(Collection entries)
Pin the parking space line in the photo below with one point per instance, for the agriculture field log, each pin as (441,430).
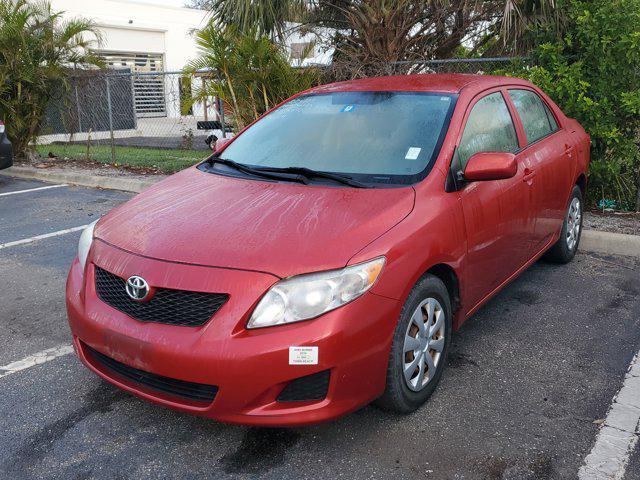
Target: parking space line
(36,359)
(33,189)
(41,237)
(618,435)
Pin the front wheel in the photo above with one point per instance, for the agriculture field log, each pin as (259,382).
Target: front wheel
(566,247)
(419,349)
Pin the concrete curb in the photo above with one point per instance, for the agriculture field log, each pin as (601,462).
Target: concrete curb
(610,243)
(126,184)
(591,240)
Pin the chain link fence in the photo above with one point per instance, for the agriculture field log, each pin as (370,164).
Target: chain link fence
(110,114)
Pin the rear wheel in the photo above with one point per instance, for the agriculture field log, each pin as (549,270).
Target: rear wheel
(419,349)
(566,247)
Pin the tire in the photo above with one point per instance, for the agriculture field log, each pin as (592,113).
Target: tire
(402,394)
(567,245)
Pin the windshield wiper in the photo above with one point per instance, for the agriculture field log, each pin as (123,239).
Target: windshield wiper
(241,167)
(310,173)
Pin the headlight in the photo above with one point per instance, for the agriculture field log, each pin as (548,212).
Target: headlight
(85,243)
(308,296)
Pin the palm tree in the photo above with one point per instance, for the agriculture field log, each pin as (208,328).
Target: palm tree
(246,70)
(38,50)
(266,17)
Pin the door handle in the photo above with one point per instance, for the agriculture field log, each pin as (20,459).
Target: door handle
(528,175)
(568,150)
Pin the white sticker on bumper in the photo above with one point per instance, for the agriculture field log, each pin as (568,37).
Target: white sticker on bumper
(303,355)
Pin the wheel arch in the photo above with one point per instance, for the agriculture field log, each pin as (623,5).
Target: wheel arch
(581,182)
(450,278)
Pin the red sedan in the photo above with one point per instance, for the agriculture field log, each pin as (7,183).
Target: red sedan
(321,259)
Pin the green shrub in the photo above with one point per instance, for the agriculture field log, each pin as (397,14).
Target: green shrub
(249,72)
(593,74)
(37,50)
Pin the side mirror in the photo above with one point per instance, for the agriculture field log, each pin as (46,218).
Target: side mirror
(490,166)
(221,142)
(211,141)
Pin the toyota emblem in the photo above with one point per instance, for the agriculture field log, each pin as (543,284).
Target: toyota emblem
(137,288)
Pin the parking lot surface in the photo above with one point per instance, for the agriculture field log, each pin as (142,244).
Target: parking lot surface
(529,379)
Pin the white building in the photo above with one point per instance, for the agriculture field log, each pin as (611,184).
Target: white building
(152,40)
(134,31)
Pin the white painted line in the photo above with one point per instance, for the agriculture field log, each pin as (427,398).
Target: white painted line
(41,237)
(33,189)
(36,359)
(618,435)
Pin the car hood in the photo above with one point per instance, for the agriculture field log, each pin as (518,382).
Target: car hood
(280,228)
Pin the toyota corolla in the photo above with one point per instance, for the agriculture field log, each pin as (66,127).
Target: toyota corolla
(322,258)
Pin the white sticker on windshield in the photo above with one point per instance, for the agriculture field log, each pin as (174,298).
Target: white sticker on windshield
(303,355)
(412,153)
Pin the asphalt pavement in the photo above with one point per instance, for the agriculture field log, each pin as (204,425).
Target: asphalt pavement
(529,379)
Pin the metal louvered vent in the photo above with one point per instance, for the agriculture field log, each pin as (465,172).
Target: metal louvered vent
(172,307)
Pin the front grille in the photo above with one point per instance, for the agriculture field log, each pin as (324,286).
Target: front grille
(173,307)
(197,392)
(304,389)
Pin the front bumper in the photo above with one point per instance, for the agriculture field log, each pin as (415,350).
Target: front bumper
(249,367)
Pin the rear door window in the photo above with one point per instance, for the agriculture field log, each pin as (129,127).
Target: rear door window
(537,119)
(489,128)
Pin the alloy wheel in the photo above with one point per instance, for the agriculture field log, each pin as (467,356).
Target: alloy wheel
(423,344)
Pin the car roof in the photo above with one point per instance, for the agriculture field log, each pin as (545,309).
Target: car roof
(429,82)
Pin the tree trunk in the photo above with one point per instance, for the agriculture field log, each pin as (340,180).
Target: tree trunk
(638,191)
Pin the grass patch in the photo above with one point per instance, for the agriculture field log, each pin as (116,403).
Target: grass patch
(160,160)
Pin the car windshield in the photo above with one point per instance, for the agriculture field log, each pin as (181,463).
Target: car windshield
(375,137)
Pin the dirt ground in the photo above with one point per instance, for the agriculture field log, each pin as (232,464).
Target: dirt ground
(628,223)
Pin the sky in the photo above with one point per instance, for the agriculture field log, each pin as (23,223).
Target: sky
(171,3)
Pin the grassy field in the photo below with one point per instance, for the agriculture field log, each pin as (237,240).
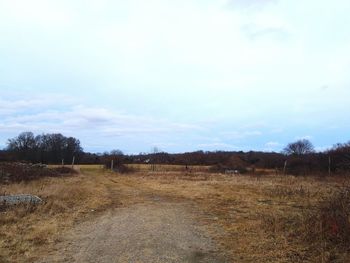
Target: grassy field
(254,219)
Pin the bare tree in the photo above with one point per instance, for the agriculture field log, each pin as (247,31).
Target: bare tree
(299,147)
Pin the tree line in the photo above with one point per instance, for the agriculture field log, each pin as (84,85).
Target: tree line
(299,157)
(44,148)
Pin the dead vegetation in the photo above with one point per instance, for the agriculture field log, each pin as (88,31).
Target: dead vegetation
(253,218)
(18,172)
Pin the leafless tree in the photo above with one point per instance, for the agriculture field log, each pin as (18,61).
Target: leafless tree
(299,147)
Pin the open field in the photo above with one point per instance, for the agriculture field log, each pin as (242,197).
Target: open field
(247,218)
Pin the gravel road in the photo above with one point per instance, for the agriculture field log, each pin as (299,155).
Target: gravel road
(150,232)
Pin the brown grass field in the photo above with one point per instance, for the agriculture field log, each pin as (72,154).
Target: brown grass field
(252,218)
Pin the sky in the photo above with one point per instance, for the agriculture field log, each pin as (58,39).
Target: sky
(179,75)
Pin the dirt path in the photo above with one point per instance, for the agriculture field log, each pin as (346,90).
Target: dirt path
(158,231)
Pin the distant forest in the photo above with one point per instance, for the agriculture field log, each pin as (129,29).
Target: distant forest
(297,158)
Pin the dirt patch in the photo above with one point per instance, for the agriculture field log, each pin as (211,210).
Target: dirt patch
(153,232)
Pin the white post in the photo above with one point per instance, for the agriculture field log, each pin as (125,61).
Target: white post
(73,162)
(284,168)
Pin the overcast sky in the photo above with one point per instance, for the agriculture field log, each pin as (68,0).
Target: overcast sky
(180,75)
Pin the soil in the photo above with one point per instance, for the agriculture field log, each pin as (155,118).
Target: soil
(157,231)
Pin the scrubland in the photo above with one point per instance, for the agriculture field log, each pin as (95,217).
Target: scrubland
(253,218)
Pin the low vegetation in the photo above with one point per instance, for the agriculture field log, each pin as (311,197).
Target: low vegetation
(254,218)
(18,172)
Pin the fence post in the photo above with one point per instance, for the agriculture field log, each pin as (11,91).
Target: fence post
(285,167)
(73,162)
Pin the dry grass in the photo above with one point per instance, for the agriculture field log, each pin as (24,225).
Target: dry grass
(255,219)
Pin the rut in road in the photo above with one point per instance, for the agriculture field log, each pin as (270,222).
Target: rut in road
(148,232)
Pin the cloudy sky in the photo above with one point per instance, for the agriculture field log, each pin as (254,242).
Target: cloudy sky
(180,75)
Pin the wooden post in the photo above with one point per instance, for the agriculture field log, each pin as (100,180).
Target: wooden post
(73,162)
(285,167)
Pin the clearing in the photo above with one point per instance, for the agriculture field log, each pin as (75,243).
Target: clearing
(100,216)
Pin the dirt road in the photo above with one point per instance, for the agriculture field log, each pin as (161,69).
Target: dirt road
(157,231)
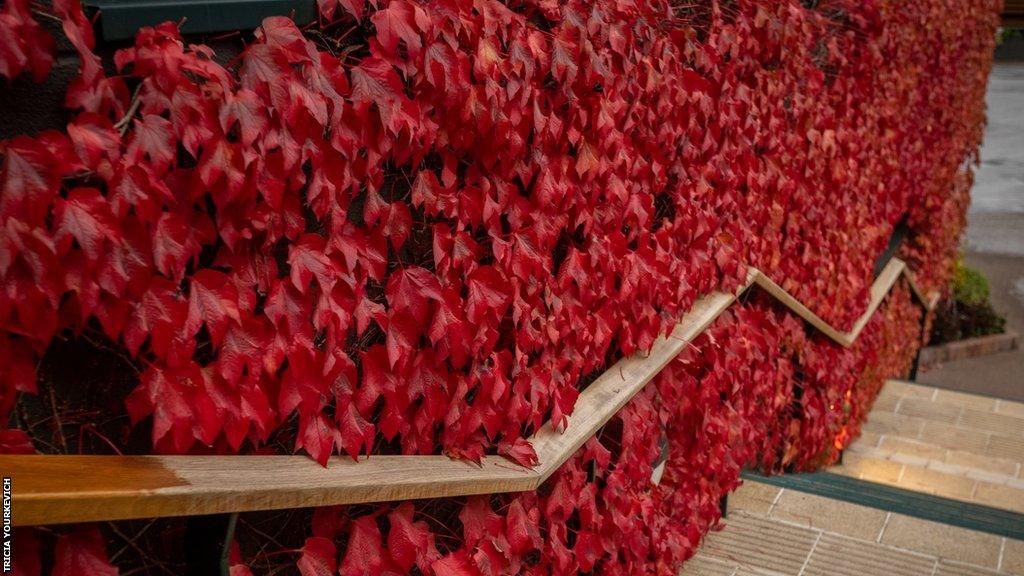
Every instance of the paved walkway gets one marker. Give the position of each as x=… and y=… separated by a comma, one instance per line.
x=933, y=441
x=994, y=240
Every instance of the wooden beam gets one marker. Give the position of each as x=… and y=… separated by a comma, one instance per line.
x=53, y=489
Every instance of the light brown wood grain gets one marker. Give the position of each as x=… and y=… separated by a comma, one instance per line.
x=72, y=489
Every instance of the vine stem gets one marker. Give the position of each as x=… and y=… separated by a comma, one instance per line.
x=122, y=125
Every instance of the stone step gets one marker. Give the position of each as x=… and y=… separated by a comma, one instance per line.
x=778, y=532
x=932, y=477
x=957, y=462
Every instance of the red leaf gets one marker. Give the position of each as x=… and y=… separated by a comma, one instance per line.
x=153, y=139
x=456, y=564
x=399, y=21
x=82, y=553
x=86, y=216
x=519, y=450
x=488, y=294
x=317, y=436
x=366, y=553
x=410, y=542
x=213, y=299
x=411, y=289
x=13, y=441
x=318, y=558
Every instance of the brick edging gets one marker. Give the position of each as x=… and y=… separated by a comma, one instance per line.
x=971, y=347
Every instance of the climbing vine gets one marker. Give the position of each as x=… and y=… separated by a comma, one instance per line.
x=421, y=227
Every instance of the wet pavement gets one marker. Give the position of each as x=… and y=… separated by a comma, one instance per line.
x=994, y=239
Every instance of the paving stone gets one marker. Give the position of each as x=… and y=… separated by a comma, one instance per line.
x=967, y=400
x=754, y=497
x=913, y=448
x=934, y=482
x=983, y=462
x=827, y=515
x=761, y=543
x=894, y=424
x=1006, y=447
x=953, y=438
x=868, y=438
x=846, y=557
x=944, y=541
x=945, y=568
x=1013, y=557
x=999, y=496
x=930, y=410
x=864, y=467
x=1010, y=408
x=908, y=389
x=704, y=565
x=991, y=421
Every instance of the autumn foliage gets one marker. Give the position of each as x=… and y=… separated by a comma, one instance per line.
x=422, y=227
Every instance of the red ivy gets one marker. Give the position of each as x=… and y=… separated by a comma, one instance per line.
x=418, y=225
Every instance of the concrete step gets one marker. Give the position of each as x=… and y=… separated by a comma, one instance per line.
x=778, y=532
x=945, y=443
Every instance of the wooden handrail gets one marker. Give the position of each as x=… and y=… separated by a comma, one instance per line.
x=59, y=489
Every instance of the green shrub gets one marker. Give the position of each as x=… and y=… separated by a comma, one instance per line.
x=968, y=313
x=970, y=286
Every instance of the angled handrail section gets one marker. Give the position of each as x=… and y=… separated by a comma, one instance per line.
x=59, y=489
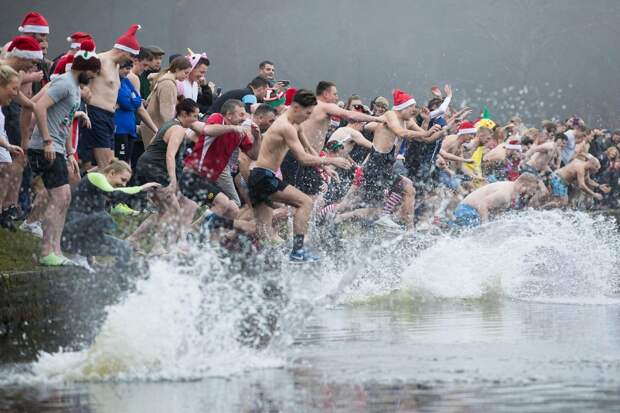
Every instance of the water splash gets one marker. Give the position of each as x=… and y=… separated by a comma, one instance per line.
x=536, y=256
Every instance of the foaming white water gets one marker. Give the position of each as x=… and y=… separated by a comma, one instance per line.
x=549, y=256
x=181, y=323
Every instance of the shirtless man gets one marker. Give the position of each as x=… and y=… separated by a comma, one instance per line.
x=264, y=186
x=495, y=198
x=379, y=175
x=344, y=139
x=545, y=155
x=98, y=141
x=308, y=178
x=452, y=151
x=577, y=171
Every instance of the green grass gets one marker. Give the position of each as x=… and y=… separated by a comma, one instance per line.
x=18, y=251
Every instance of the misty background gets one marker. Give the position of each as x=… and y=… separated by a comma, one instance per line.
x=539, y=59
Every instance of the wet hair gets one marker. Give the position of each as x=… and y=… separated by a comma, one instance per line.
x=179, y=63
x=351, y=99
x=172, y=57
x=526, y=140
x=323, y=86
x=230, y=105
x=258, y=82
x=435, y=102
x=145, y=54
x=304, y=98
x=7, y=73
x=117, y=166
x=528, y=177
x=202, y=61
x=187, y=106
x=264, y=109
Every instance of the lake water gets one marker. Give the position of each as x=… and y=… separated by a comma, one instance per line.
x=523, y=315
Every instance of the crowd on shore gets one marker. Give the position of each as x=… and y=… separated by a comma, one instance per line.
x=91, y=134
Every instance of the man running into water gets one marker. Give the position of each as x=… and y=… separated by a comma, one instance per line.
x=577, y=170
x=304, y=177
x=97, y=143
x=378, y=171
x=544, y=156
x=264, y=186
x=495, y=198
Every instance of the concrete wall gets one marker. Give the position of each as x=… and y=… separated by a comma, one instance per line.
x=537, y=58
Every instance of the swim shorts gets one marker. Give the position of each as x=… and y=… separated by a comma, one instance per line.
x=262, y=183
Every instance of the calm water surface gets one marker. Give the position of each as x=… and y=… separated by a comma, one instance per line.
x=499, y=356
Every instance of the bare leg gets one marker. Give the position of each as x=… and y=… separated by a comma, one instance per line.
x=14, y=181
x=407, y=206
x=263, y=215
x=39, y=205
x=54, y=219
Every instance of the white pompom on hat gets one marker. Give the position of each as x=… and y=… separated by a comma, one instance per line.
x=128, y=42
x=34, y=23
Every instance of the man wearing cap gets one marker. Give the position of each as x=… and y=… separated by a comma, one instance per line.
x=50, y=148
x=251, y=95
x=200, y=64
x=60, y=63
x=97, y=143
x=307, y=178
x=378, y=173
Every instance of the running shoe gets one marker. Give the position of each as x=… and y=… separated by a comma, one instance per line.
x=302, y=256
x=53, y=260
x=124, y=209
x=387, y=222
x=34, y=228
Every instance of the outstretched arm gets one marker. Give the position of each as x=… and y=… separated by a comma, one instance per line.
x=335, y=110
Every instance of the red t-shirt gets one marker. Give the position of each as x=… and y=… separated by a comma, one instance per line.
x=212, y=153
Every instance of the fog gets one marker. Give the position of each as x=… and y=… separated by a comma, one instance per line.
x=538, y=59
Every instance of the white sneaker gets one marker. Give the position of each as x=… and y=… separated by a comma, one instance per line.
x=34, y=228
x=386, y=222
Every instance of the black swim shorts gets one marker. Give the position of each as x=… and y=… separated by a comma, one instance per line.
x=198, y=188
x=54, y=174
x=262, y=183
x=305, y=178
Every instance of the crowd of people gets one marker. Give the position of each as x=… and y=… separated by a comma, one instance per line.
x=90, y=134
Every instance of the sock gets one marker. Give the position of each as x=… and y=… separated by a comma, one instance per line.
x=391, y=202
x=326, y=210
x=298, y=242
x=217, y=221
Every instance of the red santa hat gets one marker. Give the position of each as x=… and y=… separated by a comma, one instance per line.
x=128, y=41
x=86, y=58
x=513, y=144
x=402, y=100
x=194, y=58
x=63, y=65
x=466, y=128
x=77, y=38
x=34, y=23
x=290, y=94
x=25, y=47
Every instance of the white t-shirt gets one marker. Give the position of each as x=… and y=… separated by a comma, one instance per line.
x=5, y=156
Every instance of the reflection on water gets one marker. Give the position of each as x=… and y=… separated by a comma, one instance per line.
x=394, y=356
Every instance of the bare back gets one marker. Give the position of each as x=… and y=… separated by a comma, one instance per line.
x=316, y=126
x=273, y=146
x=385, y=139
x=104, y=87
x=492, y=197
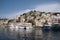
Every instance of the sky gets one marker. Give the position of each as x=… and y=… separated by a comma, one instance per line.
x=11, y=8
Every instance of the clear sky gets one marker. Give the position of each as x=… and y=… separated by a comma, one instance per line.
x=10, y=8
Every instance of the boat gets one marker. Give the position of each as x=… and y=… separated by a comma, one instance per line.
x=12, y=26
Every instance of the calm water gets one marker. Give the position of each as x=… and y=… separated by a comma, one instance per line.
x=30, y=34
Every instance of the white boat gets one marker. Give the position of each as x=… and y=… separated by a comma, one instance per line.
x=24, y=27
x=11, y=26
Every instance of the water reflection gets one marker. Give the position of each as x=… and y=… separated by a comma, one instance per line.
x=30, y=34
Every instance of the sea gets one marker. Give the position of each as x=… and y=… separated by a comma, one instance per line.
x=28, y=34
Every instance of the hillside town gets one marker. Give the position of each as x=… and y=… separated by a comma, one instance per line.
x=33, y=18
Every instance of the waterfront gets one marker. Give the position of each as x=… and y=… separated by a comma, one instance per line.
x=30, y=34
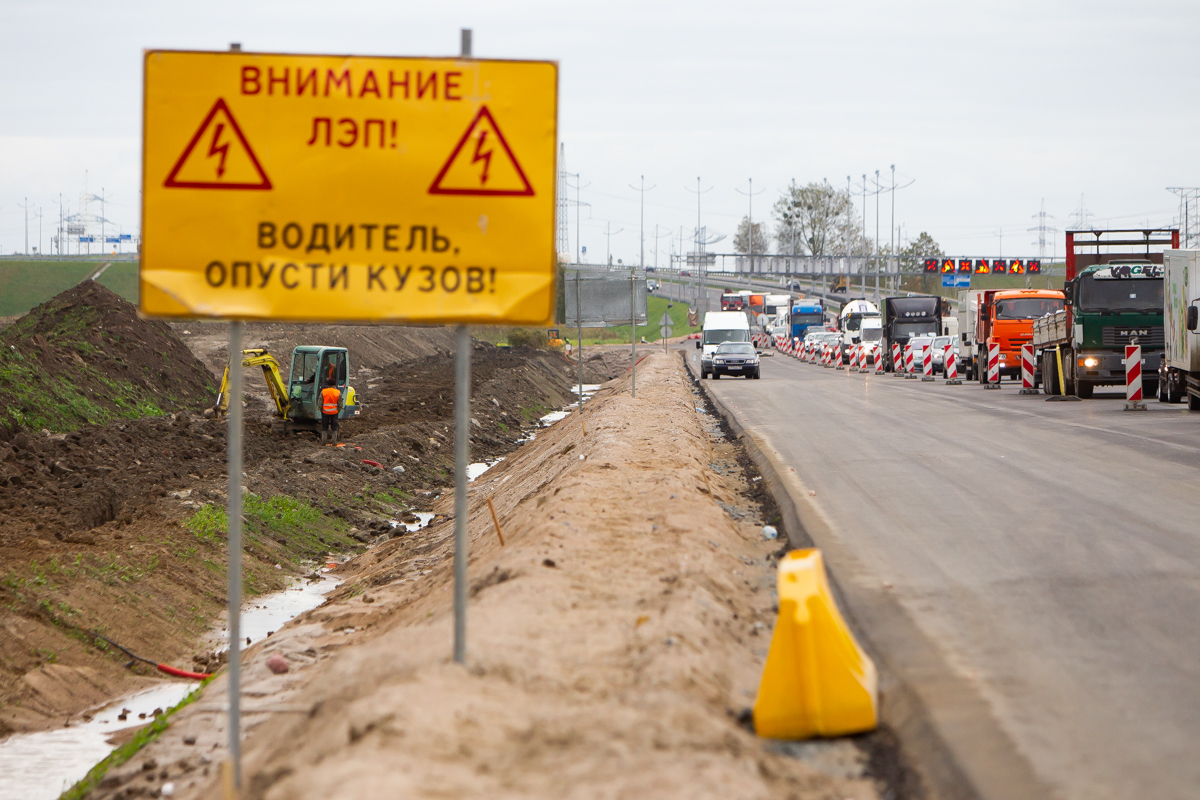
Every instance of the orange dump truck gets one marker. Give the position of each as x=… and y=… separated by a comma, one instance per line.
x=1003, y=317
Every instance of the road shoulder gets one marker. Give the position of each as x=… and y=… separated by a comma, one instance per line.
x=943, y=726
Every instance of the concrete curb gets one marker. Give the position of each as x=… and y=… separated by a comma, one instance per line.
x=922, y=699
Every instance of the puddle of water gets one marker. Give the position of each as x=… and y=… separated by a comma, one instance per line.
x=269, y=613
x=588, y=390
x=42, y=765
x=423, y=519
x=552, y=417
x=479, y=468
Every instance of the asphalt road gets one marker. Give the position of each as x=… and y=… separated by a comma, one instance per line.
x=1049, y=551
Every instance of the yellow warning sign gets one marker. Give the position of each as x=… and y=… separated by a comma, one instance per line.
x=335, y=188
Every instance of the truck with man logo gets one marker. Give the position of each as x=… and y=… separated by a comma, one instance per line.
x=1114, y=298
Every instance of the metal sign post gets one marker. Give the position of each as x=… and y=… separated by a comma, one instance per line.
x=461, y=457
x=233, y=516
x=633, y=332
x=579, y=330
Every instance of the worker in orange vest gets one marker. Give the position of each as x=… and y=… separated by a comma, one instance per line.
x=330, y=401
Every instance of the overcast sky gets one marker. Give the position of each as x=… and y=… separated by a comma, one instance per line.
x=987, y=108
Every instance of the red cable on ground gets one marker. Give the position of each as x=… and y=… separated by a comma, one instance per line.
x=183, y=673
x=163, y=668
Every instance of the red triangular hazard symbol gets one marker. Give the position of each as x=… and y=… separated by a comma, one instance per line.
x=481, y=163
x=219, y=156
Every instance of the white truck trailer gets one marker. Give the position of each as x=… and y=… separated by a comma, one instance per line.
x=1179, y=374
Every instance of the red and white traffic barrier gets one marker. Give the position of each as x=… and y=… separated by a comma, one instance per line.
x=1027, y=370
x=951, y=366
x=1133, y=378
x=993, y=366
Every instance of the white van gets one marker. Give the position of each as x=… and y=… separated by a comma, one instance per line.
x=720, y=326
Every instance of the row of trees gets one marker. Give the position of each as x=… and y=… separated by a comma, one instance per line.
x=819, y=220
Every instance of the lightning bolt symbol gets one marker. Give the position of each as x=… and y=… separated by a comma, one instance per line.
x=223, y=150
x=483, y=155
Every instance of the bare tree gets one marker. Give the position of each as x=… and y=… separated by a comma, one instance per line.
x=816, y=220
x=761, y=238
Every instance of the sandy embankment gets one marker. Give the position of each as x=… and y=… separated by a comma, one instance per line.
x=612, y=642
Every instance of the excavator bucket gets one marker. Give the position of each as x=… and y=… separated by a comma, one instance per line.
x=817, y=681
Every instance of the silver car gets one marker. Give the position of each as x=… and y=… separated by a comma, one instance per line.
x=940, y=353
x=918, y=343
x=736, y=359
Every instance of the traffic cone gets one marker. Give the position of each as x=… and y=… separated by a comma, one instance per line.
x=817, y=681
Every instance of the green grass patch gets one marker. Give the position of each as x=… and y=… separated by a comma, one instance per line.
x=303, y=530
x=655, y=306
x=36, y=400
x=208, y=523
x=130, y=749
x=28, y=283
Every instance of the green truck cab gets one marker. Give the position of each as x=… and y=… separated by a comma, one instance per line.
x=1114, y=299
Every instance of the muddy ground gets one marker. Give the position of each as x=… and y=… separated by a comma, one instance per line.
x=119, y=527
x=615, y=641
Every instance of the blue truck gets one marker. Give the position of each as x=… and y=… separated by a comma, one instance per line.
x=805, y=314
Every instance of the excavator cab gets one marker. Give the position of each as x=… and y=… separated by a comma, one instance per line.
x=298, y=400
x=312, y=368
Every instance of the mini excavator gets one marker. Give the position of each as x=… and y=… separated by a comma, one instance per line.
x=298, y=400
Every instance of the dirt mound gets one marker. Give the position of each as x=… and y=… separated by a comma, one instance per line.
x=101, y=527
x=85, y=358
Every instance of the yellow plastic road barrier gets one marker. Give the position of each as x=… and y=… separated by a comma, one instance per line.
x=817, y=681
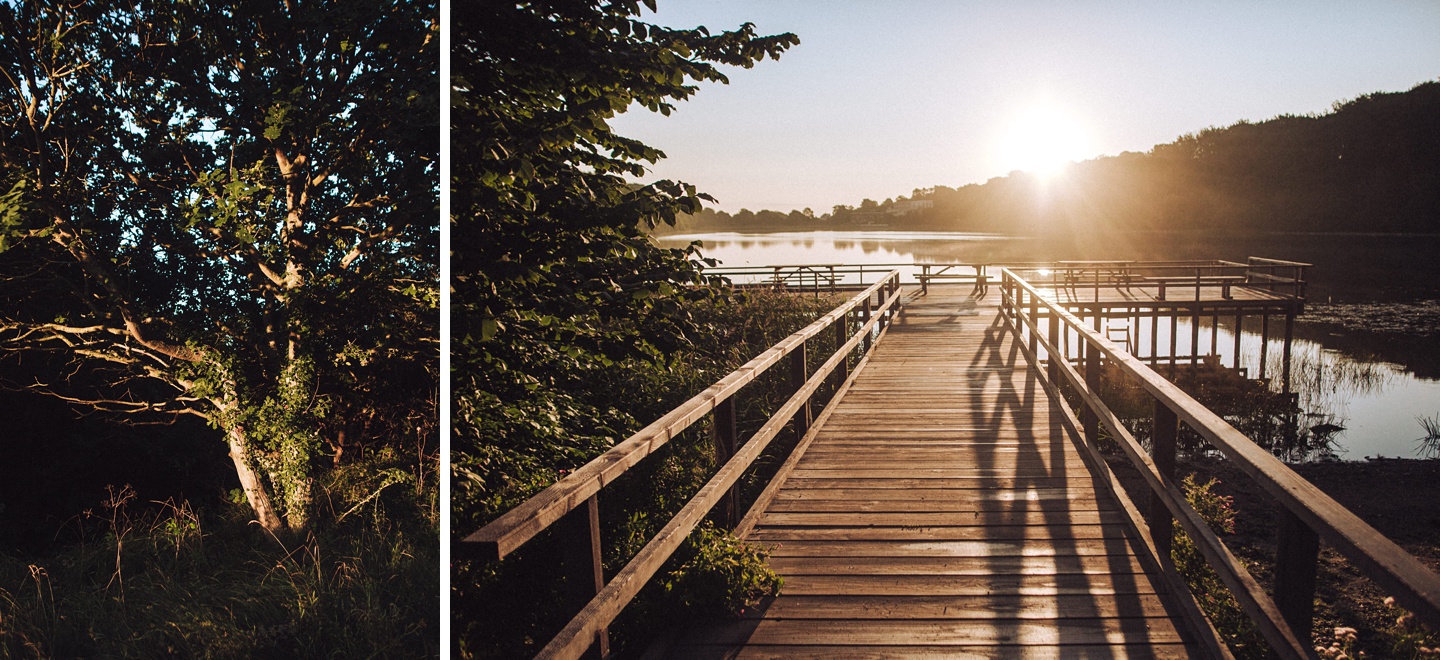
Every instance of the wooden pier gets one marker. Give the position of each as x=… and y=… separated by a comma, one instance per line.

* **Your task**
When a line of the records holds the word "below", copy that line.

* **Task solution**
Pin the parking space line in the photo below with one point per instance, for the agriculture field log, each pin as (441,430).
Pin the grassy field in the photo below with one point per instance, for the agriculture field log, each pin as (237,240).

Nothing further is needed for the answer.